* Short exercise
Repeat each record exactly. Any picture gets left out.

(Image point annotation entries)

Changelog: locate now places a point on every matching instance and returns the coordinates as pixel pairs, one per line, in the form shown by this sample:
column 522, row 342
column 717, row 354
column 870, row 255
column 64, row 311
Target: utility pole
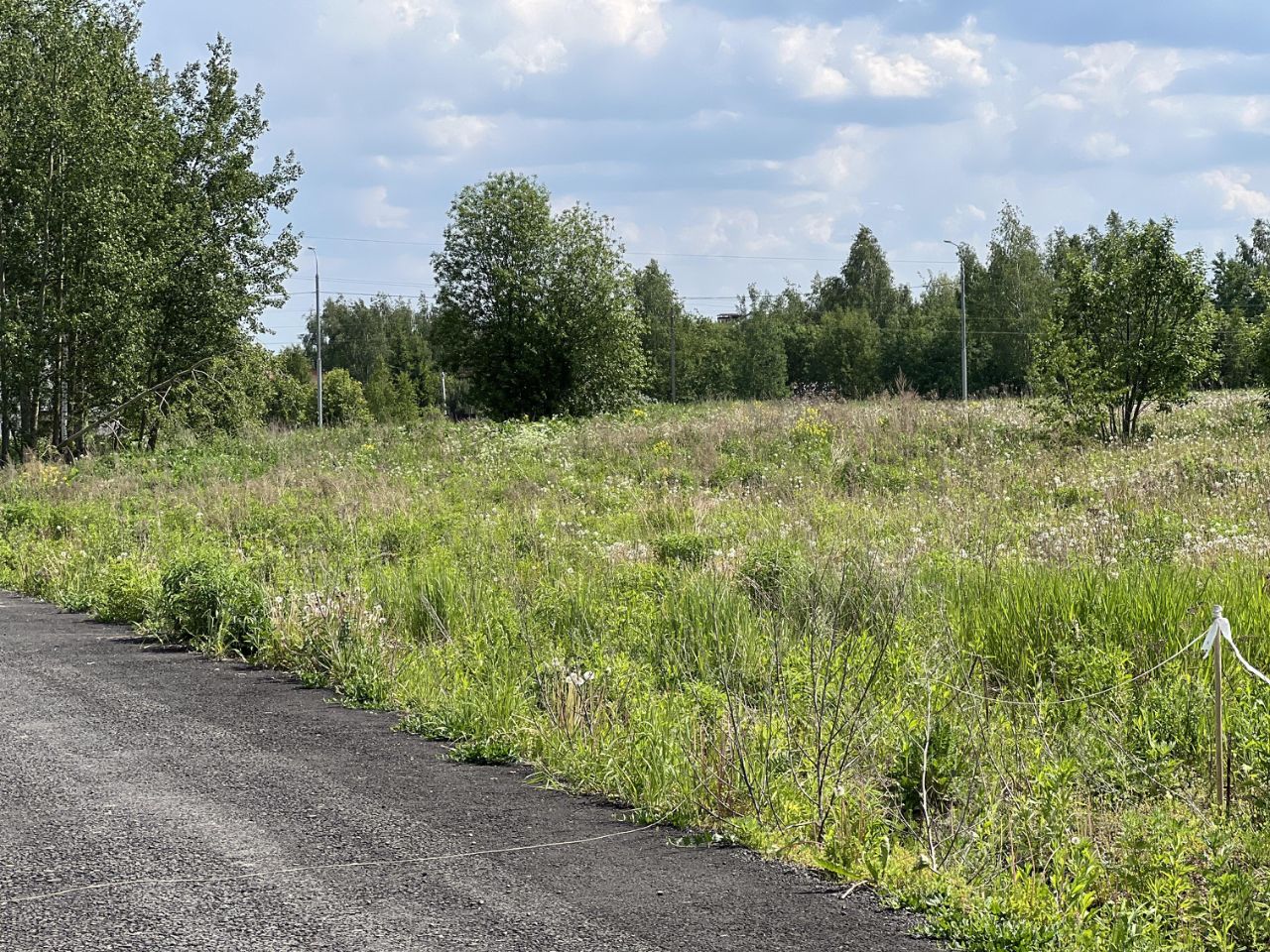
column 318, row 312
column 965, row 386
column 675, row 394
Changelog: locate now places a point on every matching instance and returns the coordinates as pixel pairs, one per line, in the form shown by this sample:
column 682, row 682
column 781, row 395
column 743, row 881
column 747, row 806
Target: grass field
column 843, row 633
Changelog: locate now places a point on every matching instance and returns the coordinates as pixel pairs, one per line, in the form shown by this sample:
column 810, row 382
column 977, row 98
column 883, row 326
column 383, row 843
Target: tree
column 135, row 245
column 761, row 372
column 1239, row 284
column 1130, row 325
column 847, row 352
column 1010, row 303
column 343, row 400
column 538, row 309
column 80, row 185
column 662, row 316
column 391, row 399
column 221, row 264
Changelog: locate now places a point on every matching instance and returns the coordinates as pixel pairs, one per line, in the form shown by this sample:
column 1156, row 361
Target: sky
column 746, row 141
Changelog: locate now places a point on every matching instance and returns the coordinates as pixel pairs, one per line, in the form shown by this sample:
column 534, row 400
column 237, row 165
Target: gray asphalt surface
column 122, row 762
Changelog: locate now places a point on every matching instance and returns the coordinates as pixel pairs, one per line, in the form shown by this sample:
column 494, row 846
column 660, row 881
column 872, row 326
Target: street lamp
column 965, row 389
column 318, row 312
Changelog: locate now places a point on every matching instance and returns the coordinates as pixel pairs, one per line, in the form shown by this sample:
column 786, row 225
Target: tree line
column 538, row 315
column 136, row 246
column 137, row 255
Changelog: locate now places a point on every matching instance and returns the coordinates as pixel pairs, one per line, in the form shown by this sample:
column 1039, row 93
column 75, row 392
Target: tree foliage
column 536, row 308
column 135, row 231
column 1130, row 325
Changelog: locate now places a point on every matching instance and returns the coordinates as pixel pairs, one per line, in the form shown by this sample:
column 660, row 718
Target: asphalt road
column 122, row 762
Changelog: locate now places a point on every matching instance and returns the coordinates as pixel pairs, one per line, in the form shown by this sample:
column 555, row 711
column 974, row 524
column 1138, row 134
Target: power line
column 648, row 254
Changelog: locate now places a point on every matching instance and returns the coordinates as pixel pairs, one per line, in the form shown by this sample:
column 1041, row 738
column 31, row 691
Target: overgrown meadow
column 839, row 633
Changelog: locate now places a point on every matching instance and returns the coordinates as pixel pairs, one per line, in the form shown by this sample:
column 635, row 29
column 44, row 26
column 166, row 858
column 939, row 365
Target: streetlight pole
column 965, row 388
column 318, row 312
column 675, row 395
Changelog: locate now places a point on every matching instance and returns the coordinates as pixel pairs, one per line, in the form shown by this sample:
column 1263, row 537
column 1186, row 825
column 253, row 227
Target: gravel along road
column 221, row 792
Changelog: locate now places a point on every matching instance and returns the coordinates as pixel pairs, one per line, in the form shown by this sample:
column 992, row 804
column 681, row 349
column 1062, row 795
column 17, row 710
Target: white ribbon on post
column 1220, row 627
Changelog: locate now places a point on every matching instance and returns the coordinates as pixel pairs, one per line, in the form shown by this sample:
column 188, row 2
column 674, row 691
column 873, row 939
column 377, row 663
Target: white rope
column 1082, row 697
column 1222, row 629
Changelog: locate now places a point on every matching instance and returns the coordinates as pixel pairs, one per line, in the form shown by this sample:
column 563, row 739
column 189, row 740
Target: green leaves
column 135, row 234
column 1130, row 325
column 536, row 308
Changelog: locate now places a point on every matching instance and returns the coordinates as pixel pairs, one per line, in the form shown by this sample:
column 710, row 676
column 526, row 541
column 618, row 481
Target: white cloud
column 903, row 75
column 544, row 31
column 1103, row 146
column 841, row 163
column 373, row 22
column 1109, row 73
column 526, row 56
column 733, row 230
column 959, row 58
column 1236, row 193
column 1066, row 102
column 456, row 132
column 806, row 56
column 375, row 211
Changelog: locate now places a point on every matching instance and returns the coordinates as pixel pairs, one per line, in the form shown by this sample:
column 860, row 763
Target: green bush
column 127, row 594
column 684, row 547
column 343, row 400
column 213, row 606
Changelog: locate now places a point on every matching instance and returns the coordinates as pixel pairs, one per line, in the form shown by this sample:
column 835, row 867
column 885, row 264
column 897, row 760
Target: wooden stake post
column 1219, row 724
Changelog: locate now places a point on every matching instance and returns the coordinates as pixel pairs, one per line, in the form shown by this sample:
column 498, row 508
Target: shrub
column 128, row 594
column 212, row 606
column 684, row 547
column 343, row 400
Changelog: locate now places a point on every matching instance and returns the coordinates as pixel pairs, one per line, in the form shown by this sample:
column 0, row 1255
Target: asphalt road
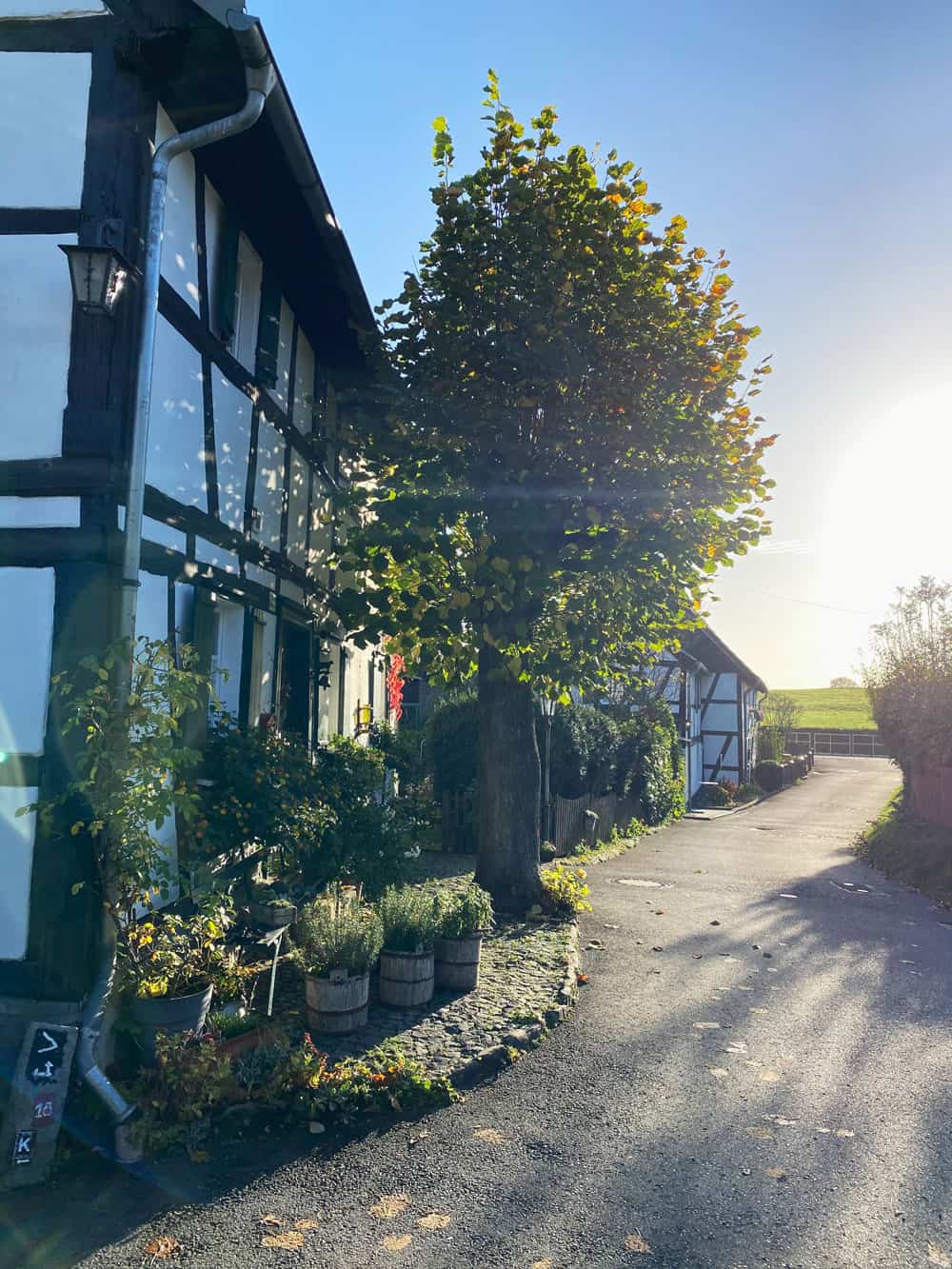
column 767, row 1089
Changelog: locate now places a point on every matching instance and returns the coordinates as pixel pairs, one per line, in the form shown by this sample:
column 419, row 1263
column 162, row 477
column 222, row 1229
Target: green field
column 832, row 707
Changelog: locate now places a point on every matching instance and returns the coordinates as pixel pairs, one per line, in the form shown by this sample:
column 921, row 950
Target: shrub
column 712, row 797
column 173, row 956
column 381, row 1079
column 465, row 914
column 452, row 745
column 649, row 764
column 771, row 743
column 564, row 890
column 409, row 918
column 585, row 743
column 769, row 776
column 190, row 1079
column 334, row 934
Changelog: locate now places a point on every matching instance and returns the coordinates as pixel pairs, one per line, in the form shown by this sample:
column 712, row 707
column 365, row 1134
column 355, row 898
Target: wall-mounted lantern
column 98, row 275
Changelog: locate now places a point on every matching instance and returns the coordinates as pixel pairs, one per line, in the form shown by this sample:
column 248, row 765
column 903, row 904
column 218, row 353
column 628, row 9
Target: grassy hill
column 833, row 707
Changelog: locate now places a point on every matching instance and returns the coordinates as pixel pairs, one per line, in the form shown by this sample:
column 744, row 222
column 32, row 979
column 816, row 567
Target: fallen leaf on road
column 390, row 1206
column 635, row 1242
column 434, row 1221
column 491, row 1136
column 288, row 1241
column 163, row 1248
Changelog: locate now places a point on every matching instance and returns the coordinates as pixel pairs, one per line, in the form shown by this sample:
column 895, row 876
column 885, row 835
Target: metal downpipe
column 261, row 79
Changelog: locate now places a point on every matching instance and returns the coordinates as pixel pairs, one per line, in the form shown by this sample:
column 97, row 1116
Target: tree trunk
column 509, row 787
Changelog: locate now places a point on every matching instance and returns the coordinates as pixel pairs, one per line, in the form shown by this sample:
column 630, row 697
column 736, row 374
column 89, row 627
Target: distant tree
column 781, row 711
column 909, row 675
column 564, row 454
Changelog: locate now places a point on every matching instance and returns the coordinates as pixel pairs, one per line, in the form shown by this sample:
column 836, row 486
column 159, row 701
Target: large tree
column 565, row 452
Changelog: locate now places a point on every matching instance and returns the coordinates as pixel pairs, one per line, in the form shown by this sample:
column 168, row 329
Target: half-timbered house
column 261, row 332
column 715, row 698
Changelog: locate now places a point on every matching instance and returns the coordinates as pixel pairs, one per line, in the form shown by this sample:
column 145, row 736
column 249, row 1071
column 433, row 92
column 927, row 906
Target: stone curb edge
column 499, row 1056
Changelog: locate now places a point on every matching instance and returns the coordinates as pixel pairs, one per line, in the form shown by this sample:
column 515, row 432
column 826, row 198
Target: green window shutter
column 268, row 331
column 225, row 285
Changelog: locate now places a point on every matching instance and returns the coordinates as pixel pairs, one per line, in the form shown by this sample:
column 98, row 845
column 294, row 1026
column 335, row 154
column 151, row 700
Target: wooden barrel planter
column 457, row 963
column 337, row 1005
column 406, row 979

* Final answer
Changelog: locate now places a point on every matching instance and returns the coordinates as pixel pairs, one per line, in the form shown by this sample:
column 522, row 342
column 717, row 354
column 870, row 255
column 64, row 311
Target: utility pole
column 318, row 312
column 965, row 386
column 675, row 394
Changelog: locate now places a point on every matching instance and returns the coordinates as pixel pairs, one per line, in the form shown by this sample:
column 682, row 682
column 781, row 395
column 743, row 881
column 747, row 806
Target: grass field
column 843, row 633
Changelog: locate now places a point on every matching instance and returns the coordinates as pixel pairs, one per line, in the form shown by this sample:
column 810, row 382
column 977, row 98
column 883, row 326
column 383, row 843
Target: tree
column 135, row 245
column 761, row 372
column 1239, row 284
column 1130, row 325
column 847, row 352
column 1010, row 303
column 343, row 400
column 538, row 309
column 80, row 185
column 662, row 316
column 391, row 399
column 221, row 264
Changelog: locate now places a point on every matching instance and returns the coordinates as pixel pairs, one per line, in the form shown by this sample:
column 1156, row 361
Target: sky
column 746, row 141
Changelog: locate now places a point on every matching instance and returns the coordinates as pixel pairs, one per line, in the form shown by this sample:
column 534, row 400
column 237, row 165
Target: gray asphalt surface
column 122, row 762
Changelog: locate now places a point on every matching instance and returns the coordinates as pixel pairs, one per line, in the form shown by this sample:
column 494, row 846
column 660, row 881
column 872, row 326
Target: street lamp
column 965, row 389
column 318, row 312
Changelog: locate now places a point on every matching instance and returns the coordinates as pixel pairs, one per line, in the form shown by this sample:
column 786, row 225
Target: tree line
column 538, row 315
column 136, row 246
column 137, row 255
Changelog: locate now places a point on every matching instance and returns the coordinates as pixel pairs, one per line, in the form shown by this sample:
column 1039, row 93
column 75, row 392
Target: tree foliage
column 536, row 308
column 135, row 231
column 1130, row 325
Changelog: locate now places a point on every matching instance and returns the coordinates as pixel pairs, one per line, in the form shown by this sample:
column 660, row 718
Target: asphalt road
column 122, row 762
Changelog: locate now places a point on every matching instance and returns the coordinates as pixel pairs, one per line, in the form shown by this sample:
column 555, row 711
column 974, row 524
column 1138, row 134
Target: power line
column 648, row 254
Changelog: locate now places a point on every matching instance and returns the coordinates as pixel pairs, one per line, in the form shown by this sample:
column 1041, row 738
column 31, row 691
Target: overgrown meadow
column 839, row 633
Changelog: locate now places a point on every matching instance and returns the coordinates as pixel pairs, one per line, in the form shown by this sample:
column 635, row 29
column 44, row 26
column 166, row 858
column 939, row 365
Target: streetlight pole
column 965, row 388
column 318, row 312
column 675, row 395
Changelog: locate now places a point on every matching instance and returns the coordinates as pixel pairs, one per line, in the form shown by this sample:
column 1263, row 537
column 1186, row 825
column 253, row 227
Target: gravel along road
column 221, row 792
Changelog: locate now places a point on every matching instance and returns the coordinates as pixel pairs, one per line, in the form shown by this sample:
column 992, row 804
column 681, row 349
column 1062, row 795
column 17, row 710
Target: white ribbon on post
column 1220, row 627
Changelog: locate now places a point on every matching instance and returns the coordinates as pixel pairs, one per line, in the form shown by this sample:
column 188, row 2
column 674, row 691
column 873, row 939
column 377, row 663
Target: white rope
column 1082, row 697
column 1222, row 629
Changelog: locate now places a point on every matching instance and returns the coordinates as pixel pairs, one per line, in the form shown by this sample:
column 563, row 739
column 189, row 740
Target: green leaves
column 135, row 234
column 1130, row 325
column 536, row 308
Changelog: locate now places a point on every matching instance and returns the coordinates as pixel pairs, one per line, in the form shown by this sample:
column 710, row 676
column 526, row 541
column 618, row 481
Target: white cloud
column 903, row 75
column 544, row 31
column 1103, row 146
column 841, row 163
column 373, row 22
column 1109, row 73
column 526, row 56
column 733, row 230
column 959, row 58
column 1236, row 193
column 1066, row 102
column 456, row 132
column 806, row 56
column 375, row 211
Changelog: locate now places a point on every matching instance and returns the coordinates as pixel pairs, one per line, in the form shown by this sample:
column 860, row 763
Target: green bush
column 127, row 594
column 684, row 547
column 343, row 400
column 213, row 606
Changelog: locate now places a point on every matching instance and returns the coordinates as pixel pairs, one per line, in the form shown by this sample:
column 835, row 867
column 885, row 264
column 897, row 760
Target: wooden stake post
column 1219, row 724
Changelog: locate now places a point on every matching instance and returns the coordinates as pixel pairs, one per line, in the form shown by this sample:
column 498, row 508
Target: shrub
column 128, row 594
column 212, row 606
column 684, row 547
column 343, row 400
Changelog: locate now places a point on every matching instance and returns the coordinates as pixel pairs, one per line, in the form shown by this sample:
column 0, row 1255
Target: asphalt road
column 767, row 1089
Changelog: locate now places a point on every matching instance and returns the coordinates as pixel pairs, one per line, in the form shown by this sample:
column 419, row 1263
column 162, row 477
column 222, row 1229
Target: green field
column 832, row 707
Changelog: locate now places a point on every matching instance and returns the coordinates as pixel pairs, one per line, in the form shown by this sample:
column 921, row 950
Target: shrub
column 712, row 797
column 173, row 956
column 381, row 1079
column 465, row 914
column 452, row 745
column 649, row 764
column 771, row 743
column 564, row 890
column 409, row 918
column 585, row 743
column 769, row 776
column 190, row 1079
column 334, row 934
Changelog: locate now places a point on every matching instance and returns the coordinates as pixel pairs, one per line, in the form shown by this sample:
column 712, row 707
column 365, row 1134
column 355, row 898
Target: wall-mounted lantern
column 98, row 275
Changelog: locate now places a point on every matching instance and returns the coordinates as pixel pairs, one per line, in the form shown by this sample:
column 248, row 765
column 903, row 904
column 218, row 353
column 628, row 9
Target: grassy hill
column 833, row 707
Changelog: locate now places a point on every matching instance and returns the coordinates as pixel pairs, one per line, in the form shown by this sample:
column 744, row 222
column 32, row 979
column 816, row 567
Target: fallen leaf on road
column 390, row 1206
column 635, row 1242
column 434, row 1221
column 491, row 1136
column 288, row 1241
column 163, row 1248
Changelog: locate now places a point on every matching instance and returns the coordinates as pixel pairs, one per line, in the form shown by this sample:
column 895, row 876
column 885, row 835
Target: metal downpipe
column 261, row 79
Changelog: locate now places a point on every matching instance and returns the coordinates as pixel pairs, one per line, in the form shown by this sample:
column 97, row 1116
Target: tree trunk
column 509, row 787
Changelog: locate now places a point on every matching instance and returns the coordinates as pixel pairs, one per line, in the form shown by this sample:
column 630, row 697
column 736, row 374
column 89, row 627
Target: distant tree
column 781, row 711
column 909, row 675
column 564, row 454
Changelog: locate now places a point on every matching instance and returns the coordinates as pixel pairs, one per line, in the form shown by this sample:
column 836, row 486
column 159, row 701
Target: large tree
column 565, row 452
Changelog: locate now places a point on every matching instance and returns the coordinates as pixel pairs, one per line, in the form shown by this sample:
column 168, row 329
Target: half-timbered house
column 261, row 332
column 715, row 698
Changelog: locate now places a point on every matching instance and returns the coordinates as pixel pairs, one per line, in the form shown by this sample:
column 145, row 736
column 249, row 1071
column 433, row 92
column 927, row 906
Target: stone curb edge
column 499, row 1056
Changelog: locate now places a point on every matching instance and returns the coordinates as pixel pairs, one per line, in the form shown by this sample:
column 515, row 432
column 826, row 198
Target: green window shutter
column 268, row 331
column 225, row 285
Changelog: locate now places a point on every matching instance and returns the coordinates as pixel pairs, one per line, in the form shown by this sample:
column 98, row 845
column 294, row 1026
column 335, row 154
column 151, row 700
Target: wooden barrel planter
column 457, row 963
column 337, row 1005
column 406, row 979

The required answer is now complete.